== Data for analysis
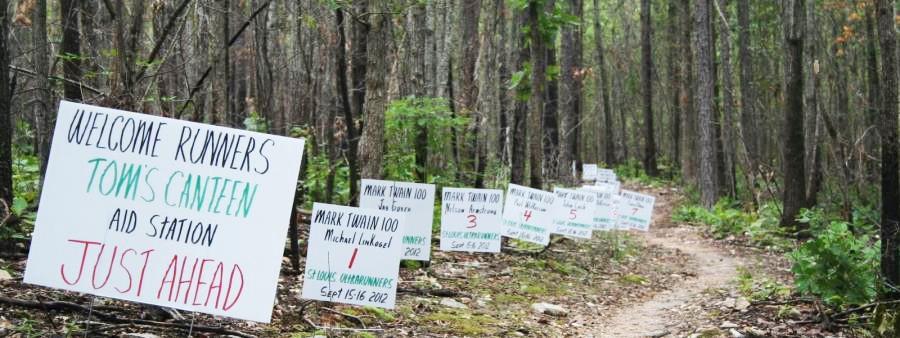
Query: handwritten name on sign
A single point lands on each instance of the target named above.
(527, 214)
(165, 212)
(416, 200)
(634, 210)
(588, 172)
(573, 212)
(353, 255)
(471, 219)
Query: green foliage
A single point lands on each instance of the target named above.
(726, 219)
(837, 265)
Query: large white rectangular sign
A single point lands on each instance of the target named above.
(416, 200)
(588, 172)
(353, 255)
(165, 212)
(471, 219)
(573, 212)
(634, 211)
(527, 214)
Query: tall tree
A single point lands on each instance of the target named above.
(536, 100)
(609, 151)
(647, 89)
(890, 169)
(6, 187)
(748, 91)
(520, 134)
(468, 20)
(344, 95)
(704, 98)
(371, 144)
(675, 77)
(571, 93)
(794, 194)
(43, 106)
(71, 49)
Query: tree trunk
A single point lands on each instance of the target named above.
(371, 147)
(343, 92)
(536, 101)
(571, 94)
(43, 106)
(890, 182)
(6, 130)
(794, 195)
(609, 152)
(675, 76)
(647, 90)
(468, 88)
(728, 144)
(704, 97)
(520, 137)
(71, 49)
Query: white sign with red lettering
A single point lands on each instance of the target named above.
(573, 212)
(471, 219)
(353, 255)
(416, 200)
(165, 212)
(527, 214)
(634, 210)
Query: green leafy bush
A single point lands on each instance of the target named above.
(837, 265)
====
Instructions to follow ▸
Would you filter the records and copy out each line containing "Query"?

Answer for the task ▸
Query: handwritten name on sign
Query: green foliage
Query: large white rectangular sign
Query: tall tree
Query: tree trunk
Query: white sign with red lettering
Query: green leafy bush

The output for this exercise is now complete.